**Given request**. Write out all of the entries that follow, word for word, but skip the pictures.

**Material shown**.
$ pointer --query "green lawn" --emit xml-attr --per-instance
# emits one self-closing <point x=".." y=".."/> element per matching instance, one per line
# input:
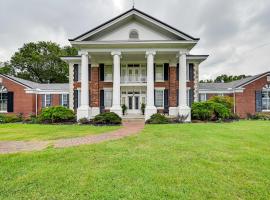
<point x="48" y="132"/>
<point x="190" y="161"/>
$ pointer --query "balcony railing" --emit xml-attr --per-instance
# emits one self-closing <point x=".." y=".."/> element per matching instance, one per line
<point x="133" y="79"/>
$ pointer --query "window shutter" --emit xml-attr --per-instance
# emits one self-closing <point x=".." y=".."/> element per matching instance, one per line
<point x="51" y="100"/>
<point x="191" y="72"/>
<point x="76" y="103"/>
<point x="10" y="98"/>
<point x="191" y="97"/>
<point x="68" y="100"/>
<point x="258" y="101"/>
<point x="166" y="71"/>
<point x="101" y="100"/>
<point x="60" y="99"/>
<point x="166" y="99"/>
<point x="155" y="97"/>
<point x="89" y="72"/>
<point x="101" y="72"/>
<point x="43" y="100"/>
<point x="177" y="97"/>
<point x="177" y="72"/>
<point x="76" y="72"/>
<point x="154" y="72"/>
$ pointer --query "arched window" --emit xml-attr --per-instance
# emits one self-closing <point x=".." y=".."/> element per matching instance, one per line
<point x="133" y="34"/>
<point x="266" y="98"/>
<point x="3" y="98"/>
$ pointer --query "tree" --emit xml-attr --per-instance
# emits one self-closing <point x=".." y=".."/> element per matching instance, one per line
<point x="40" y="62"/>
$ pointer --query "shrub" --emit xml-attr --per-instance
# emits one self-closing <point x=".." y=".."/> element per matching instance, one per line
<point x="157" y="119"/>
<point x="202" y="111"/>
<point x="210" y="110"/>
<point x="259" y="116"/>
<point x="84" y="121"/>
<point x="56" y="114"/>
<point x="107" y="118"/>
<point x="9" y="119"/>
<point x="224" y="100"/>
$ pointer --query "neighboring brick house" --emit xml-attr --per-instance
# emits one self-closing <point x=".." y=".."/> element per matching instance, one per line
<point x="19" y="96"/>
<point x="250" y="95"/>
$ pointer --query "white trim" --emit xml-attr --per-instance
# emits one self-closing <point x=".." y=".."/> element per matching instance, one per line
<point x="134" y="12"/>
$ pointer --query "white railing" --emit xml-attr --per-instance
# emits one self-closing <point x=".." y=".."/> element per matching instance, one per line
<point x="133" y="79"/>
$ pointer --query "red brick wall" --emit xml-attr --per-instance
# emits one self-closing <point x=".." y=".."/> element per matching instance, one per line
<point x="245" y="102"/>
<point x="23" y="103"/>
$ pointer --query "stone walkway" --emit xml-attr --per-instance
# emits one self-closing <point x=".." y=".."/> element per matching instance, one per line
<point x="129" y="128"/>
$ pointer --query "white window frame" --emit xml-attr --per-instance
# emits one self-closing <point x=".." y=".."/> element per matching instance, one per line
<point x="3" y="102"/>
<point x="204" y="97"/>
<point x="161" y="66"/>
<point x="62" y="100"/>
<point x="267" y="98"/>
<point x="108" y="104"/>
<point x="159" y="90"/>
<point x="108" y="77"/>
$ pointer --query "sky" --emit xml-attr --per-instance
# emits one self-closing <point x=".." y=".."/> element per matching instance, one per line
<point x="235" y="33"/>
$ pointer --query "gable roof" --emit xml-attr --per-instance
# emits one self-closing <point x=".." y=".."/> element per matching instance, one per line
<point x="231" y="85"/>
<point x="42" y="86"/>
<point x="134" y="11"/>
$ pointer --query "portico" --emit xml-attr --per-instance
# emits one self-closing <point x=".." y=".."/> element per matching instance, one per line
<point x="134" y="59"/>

**Response to this exercise**.
$ pointer --query "green lawn" --emit xml-attr --per-instance
# emits one self-closing <point x=".." y=".."/> element per matching instance, one per line
# input:
<point x="48" y="132"/>
<point x="190" y="161"/>
$ pointer --query "balcony railing" --emit xml-attr --per-instance
# emits one self-closing <point x=".." y=".."/> element per matching instance, one per line
<point x="133" y="79"/>
$ pointer --query "window shutter" --emit xml-attr --per-instance
# emits one self-closing <point x=".." y=".."/> element per matching instance, one per line
<point x="51" y="100"/>
<point x="191" y="72"/>
<point x="76" y="103"/>
<point x="10" y="98"/>
<point x="191" y="97"/>
<point x="68" y="100"/>
<point x="258" y="101"/>
<point x="166" y="71"/>
<point x="101" y="100"/>
<point x="60" y="99"/>
<point x="166" y="99"/>
<point x="155" y="97"/>
<point x="89" y="72"/>
<point x="101" y="72"/>
<point x="43" y="100"/>
<point x="177" y="97"/>
<point x="177" y="72"/>
<point x="76" y="72"/>
<point x="154" y="72"/>
$ pointer --query "arched window" --emit xml-attr --per-instance
# emits one self-closing <point x=".." y=".."/> element per matching instance, one per line
<point x="133" y="34"/>
<point x="266" y="98"/>
<point x="3" y="98"/>
$ pointer --query "tree" --emit xml-attr --per-instance
# emits one self-closing <point x=".." y=".."/> element per matching instance, one per line
<point x="40" y="62"/>
$ pointer --query "shrub" --emit xml-attr --per-instance
# emits one self-closing <point x=".." y=".."/> element per matching instance, one per line
<point x="157" y="119"/>
<point x="202" y="111"/>
<point x="210" y="110"/>
<point x="259" y="116"/>
<point x="84" y="121"/>
<point x="56" y="114"/>
<point x="107" y="118"/>
<point x="9" y="119"/>
<point x="224" y="100"/>
$ pointer --query "neighboring brick house" --emit xml-attr --per-instance
# emits one self-closing <point x=".." y=".."/> element per matching instance, one per line
<point x="19" y="96"/>
<point x="250" y="95"/>
$ pointer --query "white trim" --emit xml-attr --per-instance
# emits one self-closing <point x=".." y=".."/> element per matching instance, one per line
<point x="134" y="12"/>
$ pointer --query "white railing" --emit xml-attr --per-instance
# emits one self-closing <point x=".." y=".."/> element per matching instance, one per line
<point x="133" y="79"/>
$ pointer --query "red brick wall" --emit xml-attr --per-instance
# emits one self-closing <point x=".." y=".."/> element per matching instance, one per line
<point x="245" y="102"/>
<point x="23" y="103"/>
$ pointer --query "stone walkway" --emit xml-attr --per-instance
# emits one self-closing <point x=".." y=".."/> element per matching instance, one per line
<point x="129" y="128"/>
$ pointer --query "white window frame" --emit xml-attr --per-instance
# emits one self-closing <point x=".." y=".."/> element per matching instance, one per line
<point x="3" y="102"/>
<point x="204" y="97"/>
<point x="161" y="66"/>
<point x="62" y="100"/>
<point x="267" y="98"/>
<point x="108" y="104"/>
<point x="159" y="90"/>
<point x="108" y="77"/>
$ pointer --query "sky" --emit xml-attr --per-instance
# emits one self-closing <point x=".." y=".."/> element per matching instance, one per line
<point x="235" y="33"/>
$ pointer --query "gable roof" --emit xml-attr --per-instance
# emits one self-closing <point x=".." y=".."/> element per matching instance, one per line
<point x="231" y="85"/>
<point x="42" y="86"/>
<point x="134" y="11"/>
$ pointer --query "portico" --emit xml-attr --per-instance
# emits one self-closing <point x=".." y=".."/> element per matching instance, one per line
<point x="134" y="59"/>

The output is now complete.